━━ GIVEN PASSAGE
Spirit's summary judgment motion raises two primary questions: (1) whether the “price” term of the contract included carry-on bags, as a matter of New York contract law, and (2) whether Spirit successfully incorporated its Contract of Carriage document by reference into the ticket authorizing Plaintiffs' travel on Spirit. If the answer to either question is yes, summary judgment is appropriate. I conclude that the answer to both questions, however, is no.

1. Whether the Term “Price” Included Carry-On Baggage

The parties agree that New York law governs the state-law contract analysis here. Against that backdrop, “the initial question for the court on a motion for summary judgment with respect to a contract claim is whether the contract is unambiguous with respect to the question disputed by the parties.” Law Debenture Tr. Co. of New York v. Maverick Tube Corp., 595 F.3d 458, 465 (2d Cir. 2010). “The matter of whether the contract is ambiguous is a question of law for the court.” Id. (citing Bailey v. Fish & Neave, 8 N.Y.3d 523, 528, 868 N.E.2d 956, 959 (N.Y. 2007)).
━━━━
▶ [PROBLEM DETAILS]: According to the court opinion excerpt, which state's law do the parties agree governs the contract analysis? The listing comes from a different source than the court opinion excerpt.
━━ DATASET
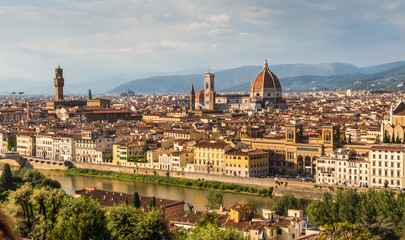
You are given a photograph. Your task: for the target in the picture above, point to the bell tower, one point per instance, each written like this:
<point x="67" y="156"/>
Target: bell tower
<point x="208" y="88"/>
<point x="192" y="98"/>
<point x="59" y="82"/>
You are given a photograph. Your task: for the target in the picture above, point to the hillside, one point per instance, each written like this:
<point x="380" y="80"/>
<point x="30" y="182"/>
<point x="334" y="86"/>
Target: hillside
<point x="294" y="77"/>
<point x="391" y="79"/>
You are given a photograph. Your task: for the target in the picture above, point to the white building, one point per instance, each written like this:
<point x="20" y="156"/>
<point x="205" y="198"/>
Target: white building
<point x="44" y="146"/>
<point x="387" y="166"/>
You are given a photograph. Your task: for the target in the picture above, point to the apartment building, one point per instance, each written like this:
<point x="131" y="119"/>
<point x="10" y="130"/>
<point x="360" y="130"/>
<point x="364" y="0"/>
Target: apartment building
<point x="26" y="144"/>
<point x="343" y="168"/>
<point x="44" y="146"/>
<point x="387" y="166"/>
<point x="209" y="157"/>
<point x="246" y="163"/>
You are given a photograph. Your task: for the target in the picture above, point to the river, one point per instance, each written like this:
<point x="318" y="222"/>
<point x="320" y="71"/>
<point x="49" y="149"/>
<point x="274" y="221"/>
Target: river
<point x="197" y="197"/>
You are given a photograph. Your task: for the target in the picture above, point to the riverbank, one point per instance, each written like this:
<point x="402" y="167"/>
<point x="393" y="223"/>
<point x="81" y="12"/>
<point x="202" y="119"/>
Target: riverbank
<point x="174" y="181"/>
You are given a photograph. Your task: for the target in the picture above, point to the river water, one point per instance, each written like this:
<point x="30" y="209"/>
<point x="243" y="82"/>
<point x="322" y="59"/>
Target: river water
<point x="196" y="197"/>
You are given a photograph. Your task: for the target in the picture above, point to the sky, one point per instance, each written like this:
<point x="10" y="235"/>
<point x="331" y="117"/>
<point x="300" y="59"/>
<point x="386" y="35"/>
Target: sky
<point x="95" y="39"/>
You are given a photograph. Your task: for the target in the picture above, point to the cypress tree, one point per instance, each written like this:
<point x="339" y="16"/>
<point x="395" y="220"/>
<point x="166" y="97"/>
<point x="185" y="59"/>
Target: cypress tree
<point x="136" y="201"/>
<point x="6" y="178"/>
<point x="152" y="203"/>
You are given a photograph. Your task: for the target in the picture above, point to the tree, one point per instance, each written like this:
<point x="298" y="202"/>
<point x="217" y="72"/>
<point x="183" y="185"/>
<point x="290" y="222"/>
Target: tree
<point x="152" y="203"/>
<point x="89" y="95"/>
<point x="215" y="199"/>
<point x="285" y="202"/>
<point x="190" y="207"/>
<point x="123" y="221"/>
<point x="320" y="211"/>
<point x="153" y="226"/>
<point x="136" y="201"/>
<point x="6" y="178"/>
<point x="145" y="148"/>
<point x="212" y="232"/>
<point x="344" y="231"/>
<point x="82" y="218"/>
<point x="380" y="228"/>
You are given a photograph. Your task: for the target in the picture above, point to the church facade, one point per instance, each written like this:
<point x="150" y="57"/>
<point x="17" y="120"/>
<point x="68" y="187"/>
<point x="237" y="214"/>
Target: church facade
<point x="265" y="93"/>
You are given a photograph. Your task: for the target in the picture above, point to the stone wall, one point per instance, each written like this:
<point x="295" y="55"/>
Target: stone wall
<point x="299" y="189"/>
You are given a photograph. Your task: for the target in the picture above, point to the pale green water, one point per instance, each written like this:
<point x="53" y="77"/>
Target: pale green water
<point x="196" y="197"/>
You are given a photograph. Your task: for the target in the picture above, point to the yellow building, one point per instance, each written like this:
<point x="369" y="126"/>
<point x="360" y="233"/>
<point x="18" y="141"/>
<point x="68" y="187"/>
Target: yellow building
<point x="241" y="212"/>
<point x="246" y="163"/>
<point x="127" y="153"/>
<point x="209" y="157"/>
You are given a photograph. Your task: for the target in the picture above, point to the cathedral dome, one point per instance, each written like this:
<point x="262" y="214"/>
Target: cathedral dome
<point x="265" y="79"/>
<point x="200" y="96"/>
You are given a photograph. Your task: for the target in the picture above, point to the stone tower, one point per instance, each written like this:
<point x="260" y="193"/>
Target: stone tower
<point x="59" y="83"/>
<point x="208" y="87"/>
<point x="192" y="98"/>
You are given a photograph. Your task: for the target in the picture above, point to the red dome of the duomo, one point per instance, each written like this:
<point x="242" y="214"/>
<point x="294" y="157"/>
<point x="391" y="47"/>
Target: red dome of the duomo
<point x="265" y="79"/>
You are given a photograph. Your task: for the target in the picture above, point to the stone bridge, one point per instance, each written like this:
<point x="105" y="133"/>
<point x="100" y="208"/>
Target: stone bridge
<point x="41" y="163"/>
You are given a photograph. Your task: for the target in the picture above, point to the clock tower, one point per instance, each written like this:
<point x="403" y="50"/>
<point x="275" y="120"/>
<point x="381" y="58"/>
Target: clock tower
<point x="59" y="83"/>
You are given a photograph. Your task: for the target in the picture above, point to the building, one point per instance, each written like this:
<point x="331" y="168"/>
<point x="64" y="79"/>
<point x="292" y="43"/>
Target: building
<point x="265" y="92"/>
<point x="387" y="166"/>
<point x="246" y="163"/>
<point x="44" y="146"/>
<point x="26" y="144"/>
<point x="296" y="152"/>
<point x="209" y="157"/>
<point x="127" y="152"/>
<point x="343" y="168"/>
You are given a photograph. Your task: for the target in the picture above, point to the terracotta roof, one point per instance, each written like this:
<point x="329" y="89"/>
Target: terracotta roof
<point x="200" y="95"/>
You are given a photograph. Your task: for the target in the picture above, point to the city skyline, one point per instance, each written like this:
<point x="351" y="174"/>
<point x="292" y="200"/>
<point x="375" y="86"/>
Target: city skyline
<point x="94" y="39"/>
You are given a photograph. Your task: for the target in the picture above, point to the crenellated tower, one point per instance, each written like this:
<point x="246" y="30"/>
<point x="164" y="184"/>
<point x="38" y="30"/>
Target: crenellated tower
<point x="59" y="82"/>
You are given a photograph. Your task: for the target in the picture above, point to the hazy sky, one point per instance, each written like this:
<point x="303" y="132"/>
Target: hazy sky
<point x="99" y="38"/>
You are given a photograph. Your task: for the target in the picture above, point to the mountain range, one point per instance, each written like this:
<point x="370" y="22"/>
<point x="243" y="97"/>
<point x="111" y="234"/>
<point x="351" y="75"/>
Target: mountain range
<point x="293" y="77"/>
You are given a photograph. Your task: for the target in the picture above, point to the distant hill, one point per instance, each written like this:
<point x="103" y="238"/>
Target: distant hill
<point x="391" y="79"/>
<point x="294" y="77"/>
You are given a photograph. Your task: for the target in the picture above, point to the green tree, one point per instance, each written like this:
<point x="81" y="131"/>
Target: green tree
<point x="215" y="199"/>
<point x="136" y="201"/>
<point x="212" y="232"/>
<point x="320" y="211"/>
<point x="81" y="218"/>
<point x="123" y="221"/>
<point x="152" y="203"/>
<point x="153" y="226"/>
<point x="349" y="206"/>
<point x="6" y="179"/>
<point x="344" y="231"/>
<point x="285" y="202"/>
<point x="380" y="228"/>
<point x="89" y="95"/>
<point x="145" y="148"/>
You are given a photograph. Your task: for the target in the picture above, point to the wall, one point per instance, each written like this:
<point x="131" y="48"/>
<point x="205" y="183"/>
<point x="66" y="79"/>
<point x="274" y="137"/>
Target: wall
<point x="299" y="189"/>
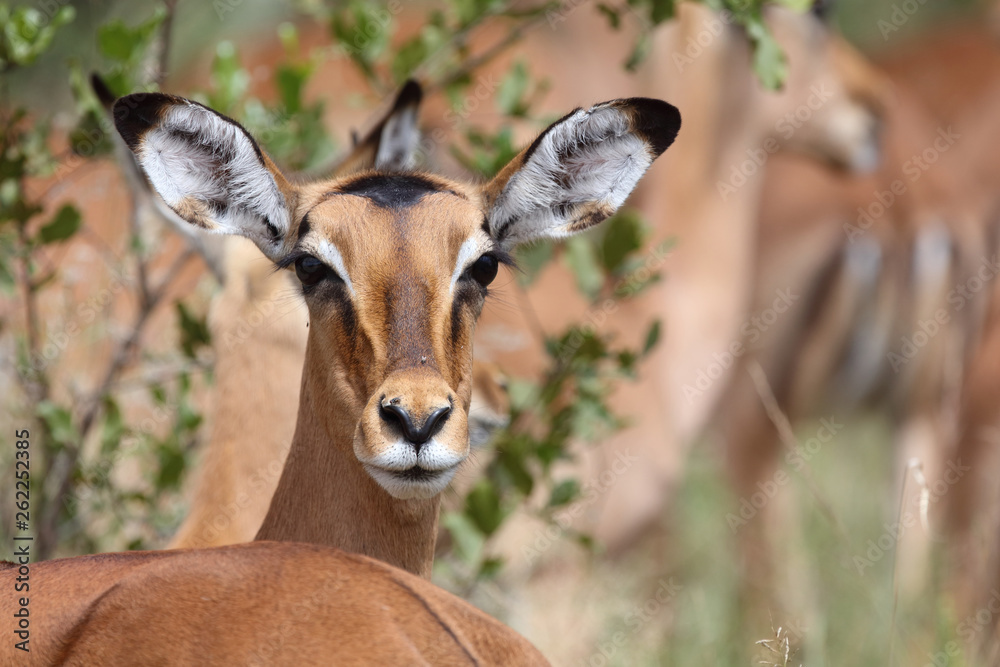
━━━━
▶ [TASK SOLUTION]: New York law